* _Complete the following_:
**A.** Using the passage on epidemiological study designs, decide whether each statement agrees with it: (i) in case-control studies, subjects are selected on the basis of outcome status; (ii) a cohort design permits only one health outcome to be related to the index of exposure; (iii) random selection of subjects from the target population might be used to enhance the generalizability of study inferences. For each, answer yes or no and quote the words of the passage that decide it.
**B.** Answer these questions from the passage on epidemiological study designs:
(i) Which design might be the only efficient way to study rare health outcomes?
(ii) What example is given of selecting study subjects on the basis of particular exposure characteristics?
**C.** List every example of a cohort design that the passage on epidemiological study designs names.

Case-control studies, in which the exposure status (or history) of individuals with a certain health outcome (case) is compared with the exposure status of individuals without the health outcome (controls), can provide a much stronger basis for drawing inferences about exposure-disease associations. Among the challenges of such studies, however, are assembling a representative group of cases and a comparable group of controls, collecting adequate information on critical aspects of exposure history (which, in the case of long-latency diseases, might mean exposures that occurred decades before), and identifying the critical potential confounding biases. A case-control design, however, might be the only efficient way to study rare health outcomes.

Cohort designs (e.g., cross-sectional, retrospective, and prospective) provide a number of advantages. Instead of being selected on the basis of outcome status, as in case-control studies, study subjects are either randomly selected from the target population or selected on the basis of particular exposure characteristics (e.g., over-sampling of extremes of exposure distribution). The former strategy might be used if the goal is to enhance the generalizability of the study inferences to the target population, and the latter might be used if the goal is to estimate, with the greatest precision, the nature of the dose-response relationship within a certain region of the dose distribution. Another advantage of a cohort design is that multiple health outcomes can be measured and related to the index of exposure. A cohort study that incorporates prospective assessments of the study sample generally provides opportunities to assemble more-comprehensive exposure histories of the study subjects and to examine the natural history of a dose-response relationship, including factors that modify risk. As with all epidemiological studies, the methodological challenges of cohort studies include accurate classification of exposure and outcome status and the assessment and control of confounding bias.

* _Stored data_:
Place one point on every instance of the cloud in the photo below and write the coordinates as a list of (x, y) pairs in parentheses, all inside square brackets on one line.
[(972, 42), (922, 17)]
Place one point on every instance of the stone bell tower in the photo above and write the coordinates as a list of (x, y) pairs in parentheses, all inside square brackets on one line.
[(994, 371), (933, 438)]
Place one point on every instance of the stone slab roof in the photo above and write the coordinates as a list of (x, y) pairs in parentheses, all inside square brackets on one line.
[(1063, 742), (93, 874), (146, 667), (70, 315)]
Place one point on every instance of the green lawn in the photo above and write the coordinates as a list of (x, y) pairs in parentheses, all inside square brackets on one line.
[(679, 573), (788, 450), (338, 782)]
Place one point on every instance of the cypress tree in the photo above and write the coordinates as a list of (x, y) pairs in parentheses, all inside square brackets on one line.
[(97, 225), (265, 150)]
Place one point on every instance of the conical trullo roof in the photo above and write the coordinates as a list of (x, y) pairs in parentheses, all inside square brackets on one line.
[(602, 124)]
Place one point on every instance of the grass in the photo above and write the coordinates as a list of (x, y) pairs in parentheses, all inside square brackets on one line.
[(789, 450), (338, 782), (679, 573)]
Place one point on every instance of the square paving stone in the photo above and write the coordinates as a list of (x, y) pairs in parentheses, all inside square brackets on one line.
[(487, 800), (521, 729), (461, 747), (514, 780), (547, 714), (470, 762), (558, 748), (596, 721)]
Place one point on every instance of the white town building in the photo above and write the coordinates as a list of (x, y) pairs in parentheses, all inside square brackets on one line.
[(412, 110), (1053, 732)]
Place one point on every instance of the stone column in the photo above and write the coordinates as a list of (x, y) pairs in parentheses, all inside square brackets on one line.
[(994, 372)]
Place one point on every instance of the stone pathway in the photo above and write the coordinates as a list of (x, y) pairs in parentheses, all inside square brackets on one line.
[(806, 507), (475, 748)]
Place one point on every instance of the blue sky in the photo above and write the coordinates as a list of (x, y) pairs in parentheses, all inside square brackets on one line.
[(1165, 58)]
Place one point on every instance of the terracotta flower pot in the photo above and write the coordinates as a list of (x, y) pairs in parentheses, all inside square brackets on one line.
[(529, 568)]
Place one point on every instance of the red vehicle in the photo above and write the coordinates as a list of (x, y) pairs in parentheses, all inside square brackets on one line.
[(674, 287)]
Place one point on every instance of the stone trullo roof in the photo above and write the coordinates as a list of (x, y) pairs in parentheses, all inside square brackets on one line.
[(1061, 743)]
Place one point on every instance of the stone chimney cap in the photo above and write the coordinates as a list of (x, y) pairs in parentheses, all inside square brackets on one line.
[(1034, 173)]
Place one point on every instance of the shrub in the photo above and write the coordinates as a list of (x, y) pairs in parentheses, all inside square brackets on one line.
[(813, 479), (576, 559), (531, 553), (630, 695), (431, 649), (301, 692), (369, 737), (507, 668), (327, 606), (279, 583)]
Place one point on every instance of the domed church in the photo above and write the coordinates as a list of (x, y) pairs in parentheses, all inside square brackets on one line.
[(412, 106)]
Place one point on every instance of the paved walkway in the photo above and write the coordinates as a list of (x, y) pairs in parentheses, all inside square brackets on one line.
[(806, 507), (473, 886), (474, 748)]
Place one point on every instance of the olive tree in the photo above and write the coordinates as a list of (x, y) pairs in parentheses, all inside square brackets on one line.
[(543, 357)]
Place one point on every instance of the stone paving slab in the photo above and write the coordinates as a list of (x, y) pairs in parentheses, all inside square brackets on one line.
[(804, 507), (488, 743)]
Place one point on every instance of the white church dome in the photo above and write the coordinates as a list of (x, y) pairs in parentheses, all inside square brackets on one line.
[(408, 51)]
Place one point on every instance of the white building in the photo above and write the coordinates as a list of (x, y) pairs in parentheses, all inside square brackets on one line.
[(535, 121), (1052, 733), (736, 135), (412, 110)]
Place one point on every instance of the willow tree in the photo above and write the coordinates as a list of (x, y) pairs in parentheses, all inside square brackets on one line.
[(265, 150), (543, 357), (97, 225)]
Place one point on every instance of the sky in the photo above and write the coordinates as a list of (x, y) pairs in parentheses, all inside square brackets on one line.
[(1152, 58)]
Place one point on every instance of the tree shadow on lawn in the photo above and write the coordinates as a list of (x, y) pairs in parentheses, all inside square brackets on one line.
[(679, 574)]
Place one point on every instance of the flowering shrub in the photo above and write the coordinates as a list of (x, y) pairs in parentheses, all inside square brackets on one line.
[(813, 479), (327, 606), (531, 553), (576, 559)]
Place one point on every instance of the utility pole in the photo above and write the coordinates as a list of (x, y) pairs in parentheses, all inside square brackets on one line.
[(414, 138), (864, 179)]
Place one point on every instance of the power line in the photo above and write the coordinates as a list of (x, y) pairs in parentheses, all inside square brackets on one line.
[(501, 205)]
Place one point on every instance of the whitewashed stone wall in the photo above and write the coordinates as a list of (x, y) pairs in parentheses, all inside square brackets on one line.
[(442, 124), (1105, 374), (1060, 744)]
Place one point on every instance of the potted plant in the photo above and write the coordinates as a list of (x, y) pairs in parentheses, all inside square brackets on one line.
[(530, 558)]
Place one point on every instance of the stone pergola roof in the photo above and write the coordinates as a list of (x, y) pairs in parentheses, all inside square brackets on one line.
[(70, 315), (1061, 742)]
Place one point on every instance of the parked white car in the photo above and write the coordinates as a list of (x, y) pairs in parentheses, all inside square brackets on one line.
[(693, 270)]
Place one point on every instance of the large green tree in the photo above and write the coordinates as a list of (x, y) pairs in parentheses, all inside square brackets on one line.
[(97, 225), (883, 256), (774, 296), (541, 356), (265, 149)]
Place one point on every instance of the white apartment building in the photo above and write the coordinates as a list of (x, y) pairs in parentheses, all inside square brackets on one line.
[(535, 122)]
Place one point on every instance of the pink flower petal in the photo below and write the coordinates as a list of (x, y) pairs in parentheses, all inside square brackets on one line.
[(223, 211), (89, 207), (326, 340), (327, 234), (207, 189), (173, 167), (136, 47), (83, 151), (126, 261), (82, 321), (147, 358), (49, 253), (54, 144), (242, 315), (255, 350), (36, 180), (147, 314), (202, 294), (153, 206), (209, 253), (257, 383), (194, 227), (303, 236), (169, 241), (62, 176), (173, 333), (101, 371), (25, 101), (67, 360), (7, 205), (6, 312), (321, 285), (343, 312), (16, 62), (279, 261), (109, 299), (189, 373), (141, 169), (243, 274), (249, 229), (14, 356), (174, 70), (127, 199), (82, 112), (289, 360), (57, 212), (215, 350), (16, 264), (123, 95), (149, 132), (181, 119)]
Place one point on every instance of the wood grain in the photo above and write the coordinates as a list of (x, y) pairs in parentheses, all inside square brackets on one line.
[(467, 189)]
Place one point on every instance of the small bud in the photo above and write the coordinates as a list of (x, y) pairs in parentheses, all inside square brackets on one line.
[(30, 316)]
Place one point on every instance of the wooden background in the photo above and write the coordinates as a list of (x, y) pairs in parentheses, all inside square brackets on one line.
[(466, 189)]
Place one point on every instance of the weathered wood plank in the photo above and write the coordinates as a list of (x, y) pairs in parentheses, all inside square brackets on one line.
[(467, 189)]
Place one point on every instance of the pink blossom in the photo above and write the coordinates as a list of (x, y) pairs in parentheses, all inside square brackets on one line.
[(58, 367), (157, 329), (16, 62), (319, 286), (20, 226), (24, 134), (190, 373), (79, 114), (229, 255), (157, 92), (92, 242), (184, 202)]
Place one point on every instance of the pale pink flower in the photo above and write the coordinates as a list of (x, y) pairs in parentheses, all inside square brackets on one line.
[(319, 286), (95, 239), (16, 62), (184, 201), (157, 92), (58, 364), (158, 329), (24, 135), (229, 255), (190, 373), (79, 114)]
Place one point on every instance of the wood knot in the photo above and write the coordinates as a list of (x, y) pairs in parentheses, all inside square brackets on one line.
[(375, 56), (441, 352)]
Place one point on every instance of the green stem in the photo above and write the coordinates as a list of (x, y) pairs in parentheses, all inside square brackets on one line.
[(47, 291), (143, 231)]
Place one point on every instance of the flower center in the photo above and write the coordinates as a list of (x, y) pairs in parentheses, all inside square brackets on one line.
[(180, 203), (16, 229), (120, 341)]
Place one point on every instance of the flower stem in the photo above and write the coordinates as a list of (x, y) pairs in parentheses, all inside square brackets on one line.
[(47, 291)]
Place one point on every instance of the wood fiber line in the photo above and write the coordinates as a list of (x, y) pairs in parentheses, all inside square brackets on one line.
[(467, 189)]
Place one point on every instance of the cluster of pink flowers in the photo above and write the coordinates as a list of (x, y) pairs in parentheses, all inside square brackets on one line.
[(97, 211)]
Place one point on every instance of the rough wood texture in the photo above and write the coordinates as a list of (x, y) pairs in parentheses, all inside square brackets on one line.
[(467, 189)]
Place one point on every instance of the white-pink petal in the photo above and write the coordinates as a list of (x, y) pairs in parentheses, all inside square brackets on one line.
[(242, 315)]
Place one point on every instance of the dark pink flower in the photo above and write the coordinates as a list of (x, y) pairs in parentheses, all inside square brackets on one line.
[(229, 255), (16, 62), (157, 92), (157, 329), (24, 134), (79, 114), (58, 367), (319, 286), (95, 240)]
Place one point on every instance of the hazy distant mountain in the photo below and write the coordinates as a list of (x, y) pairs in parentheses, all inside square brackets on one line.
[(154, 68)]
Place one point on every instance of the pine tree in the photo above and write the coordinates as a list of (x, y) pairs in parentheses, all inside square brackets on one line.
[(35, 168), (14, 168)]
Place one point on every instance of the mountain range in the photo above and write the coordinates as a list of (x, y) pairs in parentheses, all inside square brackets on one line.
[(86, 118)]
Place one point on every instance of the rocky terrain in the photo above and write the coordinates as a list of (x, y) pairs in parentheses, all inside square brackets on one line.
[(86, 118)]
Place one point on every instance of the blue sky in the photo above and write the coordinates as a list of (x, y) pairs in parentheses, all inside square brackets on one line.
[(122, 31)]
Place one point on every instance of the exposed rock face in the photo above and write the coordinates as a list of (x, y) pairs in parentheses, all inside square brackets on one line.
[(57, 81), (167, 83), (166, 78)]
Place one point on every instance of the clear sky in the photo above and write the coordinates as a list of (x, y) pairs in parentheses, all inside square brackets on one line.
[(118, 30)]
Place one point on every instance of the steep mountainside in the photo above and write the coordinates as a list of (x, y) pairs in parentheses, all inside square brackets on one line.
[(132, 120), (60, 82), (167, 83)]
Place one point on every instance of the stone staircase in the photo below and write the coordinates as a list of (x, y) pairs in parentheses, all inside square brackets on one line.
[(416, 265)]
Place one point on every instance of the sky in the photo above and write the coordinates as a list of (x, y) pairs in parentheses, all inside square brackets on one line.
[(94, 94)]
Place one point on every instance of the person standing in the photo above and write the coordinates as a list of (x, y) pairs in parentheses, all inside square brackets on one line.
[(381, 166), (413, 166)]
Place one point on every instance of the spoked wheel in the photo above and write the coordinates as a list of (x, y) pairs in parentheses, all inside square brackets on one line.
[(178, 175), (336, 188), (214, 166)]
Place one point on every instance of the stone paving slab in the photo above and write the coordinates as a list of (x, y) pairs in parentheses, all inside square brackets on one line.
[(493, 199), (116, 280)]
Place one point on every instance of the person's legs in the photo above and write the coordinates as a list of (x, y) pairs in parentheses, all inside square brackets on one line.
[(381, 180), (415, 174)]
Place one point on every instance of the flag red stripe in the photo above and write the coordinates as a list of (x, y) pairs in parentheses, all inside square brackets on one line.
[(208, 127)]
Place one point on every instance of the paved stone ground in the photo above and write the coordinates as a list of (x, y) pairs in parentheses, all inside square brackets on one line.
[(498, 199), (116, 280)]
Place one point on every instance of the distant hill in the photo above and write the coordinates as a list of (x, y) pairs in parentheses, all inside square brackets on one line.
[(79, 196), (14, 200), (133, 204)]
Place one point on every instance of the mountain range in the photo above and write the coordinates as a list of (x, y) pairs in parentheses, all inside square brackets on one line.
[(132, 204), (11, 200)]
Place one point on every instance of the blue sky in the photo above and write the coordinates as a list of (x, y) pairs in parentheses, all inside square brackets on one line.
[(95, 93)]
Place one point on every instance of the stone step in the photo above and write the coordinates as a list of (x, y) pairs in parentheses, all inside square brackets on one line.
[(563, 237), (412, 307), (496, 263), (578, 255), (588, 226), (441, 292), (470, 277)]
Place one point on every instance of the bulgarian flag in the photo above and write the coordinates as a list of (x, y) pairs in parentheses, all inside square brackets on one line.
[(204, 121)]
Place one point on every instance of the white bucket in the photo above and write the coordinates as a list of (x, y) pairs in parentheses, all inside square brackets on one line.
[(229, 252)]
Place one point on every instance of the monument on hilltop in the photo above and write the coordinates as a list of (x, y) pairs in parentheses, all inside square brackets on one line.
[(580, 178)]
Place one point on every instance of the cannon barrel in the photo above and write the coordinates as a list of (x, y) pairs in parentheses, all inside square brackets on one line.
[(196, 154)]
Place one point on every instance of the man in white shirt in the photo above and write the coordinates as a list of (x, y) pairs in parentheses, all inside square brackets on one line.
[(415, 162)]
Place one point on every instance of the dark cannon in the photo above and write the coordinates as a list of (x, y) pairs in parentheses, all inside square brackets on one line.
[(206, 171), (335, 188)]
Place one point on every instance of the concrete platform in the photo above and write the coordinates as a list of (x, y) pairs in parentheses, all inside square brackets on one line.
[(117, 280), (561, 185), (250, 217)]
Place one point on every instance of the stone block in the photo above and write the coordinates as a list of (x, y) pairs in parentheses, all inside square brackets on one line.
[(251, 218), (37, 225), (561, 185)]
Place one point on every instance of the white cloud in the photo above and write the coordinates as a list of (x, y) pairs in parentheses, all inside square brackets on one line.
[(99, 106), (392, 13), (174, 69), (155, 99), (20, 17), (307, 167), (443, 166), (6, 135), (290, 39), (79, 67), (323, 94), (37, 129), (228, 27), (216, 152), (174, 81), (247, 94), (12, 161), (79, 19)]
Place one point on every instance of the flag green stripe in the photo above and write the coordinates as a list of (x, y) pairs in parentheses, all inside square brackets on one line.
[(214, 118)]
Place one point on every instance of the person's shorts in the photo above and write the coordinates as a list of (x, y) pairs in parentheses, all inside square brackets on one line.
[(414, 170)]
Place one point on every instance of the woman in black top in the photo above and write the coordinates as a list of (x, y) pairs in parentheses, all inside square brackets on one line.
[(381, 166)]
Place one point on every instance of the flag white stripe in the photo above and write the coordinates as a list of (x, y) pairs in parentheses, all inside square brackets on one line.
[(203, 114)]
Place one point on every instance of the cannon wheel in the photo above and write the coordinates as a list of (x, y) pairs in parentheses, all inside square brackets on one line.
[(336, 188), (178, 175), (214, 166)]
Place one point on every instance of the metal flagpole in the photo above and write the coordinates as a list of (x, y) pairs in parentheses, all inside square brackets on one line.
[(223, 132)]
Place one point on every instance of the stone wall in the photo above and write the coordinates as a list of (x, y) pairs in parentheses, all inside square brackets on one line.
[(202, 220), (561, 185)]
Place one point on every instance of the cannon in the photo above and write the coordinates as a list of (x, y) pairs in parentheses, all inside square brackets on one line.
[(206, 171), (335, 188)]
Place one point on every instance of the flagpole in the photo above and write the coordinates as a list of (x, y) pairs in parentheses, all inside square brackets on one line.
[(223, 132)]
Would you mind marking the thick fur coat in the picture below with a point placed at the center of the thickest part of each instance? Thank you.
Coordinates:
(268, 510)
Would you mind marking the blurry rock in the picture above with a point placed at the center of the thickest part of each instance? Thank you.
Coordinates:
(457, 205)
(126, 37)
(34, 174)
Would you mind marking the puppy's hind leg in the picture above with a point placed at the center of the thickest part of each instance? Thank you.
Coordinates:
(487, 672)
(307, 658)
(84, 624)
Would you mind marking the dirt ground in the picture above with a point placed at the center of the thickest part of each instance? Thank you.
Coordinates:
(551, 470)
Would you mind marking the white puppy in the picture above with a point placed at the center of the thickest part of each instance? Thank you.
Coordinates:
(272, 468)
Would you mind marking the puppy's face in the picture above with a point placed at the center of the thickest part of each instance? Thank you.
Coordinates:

* _Solved problems_:
**A.**
(i) Yes: "Instead of being selected on the basis of outcome status, as in case-control studies"
(ii) No: "multiple health outcomes can be measured and related to the index of exposure"
(iii) Yes: "The former strategy might be used if the goal is to enhance the generalizability of the study inferences to the target population"

**B.**
(i) A case-control design.
(ii) Over-sampling of extremes of exposure distribution.

**C.** Cross-sectional, retrospective, prospective